— START OF Supplied data —

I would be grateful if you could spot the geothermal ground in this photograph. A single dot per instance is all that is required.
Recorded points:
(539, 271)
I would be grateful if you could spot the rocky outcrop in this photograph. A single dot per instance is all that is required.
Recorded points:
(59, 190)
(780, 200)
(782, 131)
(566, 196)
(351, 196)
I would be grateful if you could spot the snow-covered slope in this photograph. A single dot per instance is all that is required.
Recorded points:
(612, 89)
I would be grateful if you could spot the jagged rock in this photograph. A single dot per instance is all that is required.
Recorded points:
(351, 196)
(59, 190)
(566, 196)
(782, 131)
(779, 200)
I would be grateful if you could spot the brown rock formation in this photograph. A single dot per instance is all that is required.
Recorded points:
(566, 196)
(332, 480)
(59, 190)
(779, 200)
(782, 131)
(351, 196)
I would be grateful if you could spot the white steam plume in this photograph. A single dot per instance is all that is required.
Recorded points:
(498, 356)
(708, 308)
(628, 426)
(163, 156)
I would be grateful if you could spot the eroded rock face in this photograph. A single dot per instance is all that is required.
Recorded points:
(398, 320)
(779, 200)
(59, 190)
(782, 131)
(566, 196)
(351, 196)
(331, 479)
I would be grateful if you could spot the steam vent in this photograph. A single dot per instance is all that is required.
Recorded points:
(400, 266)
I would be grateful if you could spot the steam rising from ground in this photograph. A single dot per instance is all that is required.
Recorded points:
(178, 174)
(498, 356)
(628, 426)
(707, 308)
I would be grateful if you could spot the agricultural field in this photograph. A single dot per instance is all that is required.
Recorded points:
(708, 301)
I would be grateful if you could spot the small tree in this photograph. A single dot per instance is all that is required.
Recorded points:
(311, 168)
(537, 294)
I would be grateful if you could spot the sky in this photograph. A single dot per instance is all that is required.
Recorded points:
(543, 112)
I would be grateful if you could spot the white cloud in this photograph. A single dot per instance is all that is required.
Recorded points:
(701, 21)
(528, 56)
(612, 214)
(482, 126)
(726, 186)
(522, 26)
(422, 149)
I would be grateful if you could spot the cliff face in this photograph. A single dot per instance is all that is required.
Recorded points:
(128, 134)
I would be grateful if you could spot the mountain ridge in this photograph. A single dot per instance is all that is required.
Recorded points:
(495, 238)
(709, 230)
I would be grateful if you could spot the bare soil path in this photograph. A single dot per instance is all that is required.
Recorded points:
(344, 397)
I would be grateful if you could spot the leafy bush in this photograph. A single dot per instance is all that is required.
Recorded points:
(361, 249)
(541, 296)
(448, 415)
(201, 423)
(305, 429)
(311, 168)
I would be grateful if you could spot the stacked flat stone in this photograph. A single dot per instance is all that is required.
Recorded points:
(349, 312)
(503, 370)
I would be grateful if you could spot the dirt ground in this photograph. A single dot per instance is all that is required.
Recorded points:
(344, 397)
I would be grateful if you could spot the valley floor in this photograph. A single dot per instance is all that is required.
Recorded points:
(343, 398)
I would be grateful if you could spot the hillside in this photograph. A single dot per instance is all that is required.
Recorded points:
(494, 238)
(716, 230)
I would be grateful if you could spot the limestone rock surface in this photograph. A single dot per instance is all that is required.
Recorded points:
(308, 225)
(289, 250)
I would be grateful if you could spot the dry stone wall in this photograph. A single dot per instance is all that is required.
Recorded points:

— END OF Supplied data —

• **Exercise**
Using the entries above, please restate each one word for word.

• **Full response**
I would be grateful if you could spot the geothermal ground in this photograph. A single dot per instance is all that is required.
Recorded points:
(539, 271)
I would be grateful if you could spot the rocky outcrop in this photograph. A single dot per instance is all that is required.
Recorded points:
(59, 190)
(780, 200)
(782, 131)
(566, 196)
(351, 196)
I would be grateful if you could spot the snow-covered slope in this photograph. A single dot per instance is all that is required.
Recorded points:
(612, 89)
I would be grateful if you could spot the jagged rock in this photograph. A single dot per instance is all that is required.
Recorded points:
(351, 196)
(59, 190)
(566, 196)
(782, 131)
(779, 200)
I would be grateful if you could spot the brown rock formation in this photograph. A single dot per instance is all that is required.
Recorded points:
(566, 196)
(332, 480)
(59, 190)
(779, 200)
(782, 131)
(351, 196)
I would be grateful if you could spot the white steam plume in this photograph. A single dot per instance is all that is required.
Recorded points:
(498, 356)
(708, 308)
(628, 426)
(163, 156)
I would be grateful if you could spot the eroded rock face in this photograph. A single dot per instance is all that is required.
Recorded points:
(398, 320)
(779, 200)
(59, 190)
(782, 131)
(566, 196)
(351, 196)
(331, 479)
I would be grateful if you could spot the steam vent in this photograph. A single dot per instance is all that is required.
Recorded points:
(400, 266)
I would be grateful if you could spot the steam rising from ground in this photograph. A single dot per instance is all that is required.
Recorded points:
(178, 174)
(498, 356)
(628, 426)
(707, 308)
I would be grateful if you could spot the agricultural field in this photograph. A single dot per instance is all that is required.
Recorded points:
(708, 301)
I would be grateful if you could spot the small tree in this photograph. A single dot per instance is all that is required.
Recorded points:
(311, 168)
(537, 294)
I would be grateful if you could spot the sky in this photograph. A single dot per instance is all that is required.
Recorded points:
(543, 112)
I would be grateful if you could spot the white cloud in this photograph. A single dot per instance is all that is required.
Recorded points:
(701, 21)
(528, 56)
(612, 214)
(482, 126)
(726, 186)
(522, 26)
(422, 149)
I would be grateful if you could spot the cliff face in this photograph. A single dot per instance is all that is required.
Recorded points:
(128, 134)
I would be grateful if you could spot the mountain ridge in this photograph. A single dot per instance is all that is required.
Recorded points:
(495, 238)
(709, 230)
I would be grateful if you could spot the bare soil path in this photograph. A single dot per instance is all that is required.
Recorded points:
(344, 397)
I would be grateful if you could spot the leafy bush in this photograph. A single dot per instance is all that is required.
Recorded points:
(361, 249)
(541, 296)
(448, 415)
(201, 423)
(305, 429)
(311, 168)
I would be grateful if you could spot the stacked flat stone in this photograph. A single dot per instance is all that is required.
Recorded points:
(349, 312)
(503, 370)
I would be grateful if you could spot the dirt ground in this photograph. A single dot per instance is all that is required.
Recorded points:
(344, 397)
I would be grateful if you could spot the valley floor in this photograph. A single dot per instance is all that is required.
Recorded points:
(343, 398)
I would be grateful if you could spot the hillside in this photograph. A single dot per instance is all that is required.
Recorded points:
(494, 238)
(716, 230)
I would be grateful if you could spot the limestone rock surface in this photograph. A single dot per instance is all that is required.
Recorded points:
(308, 225)
(289, 250)
I would be grateful if you could spot the dry stone wall in this photograph. A single dot per instance is all that is required.
Recorded points:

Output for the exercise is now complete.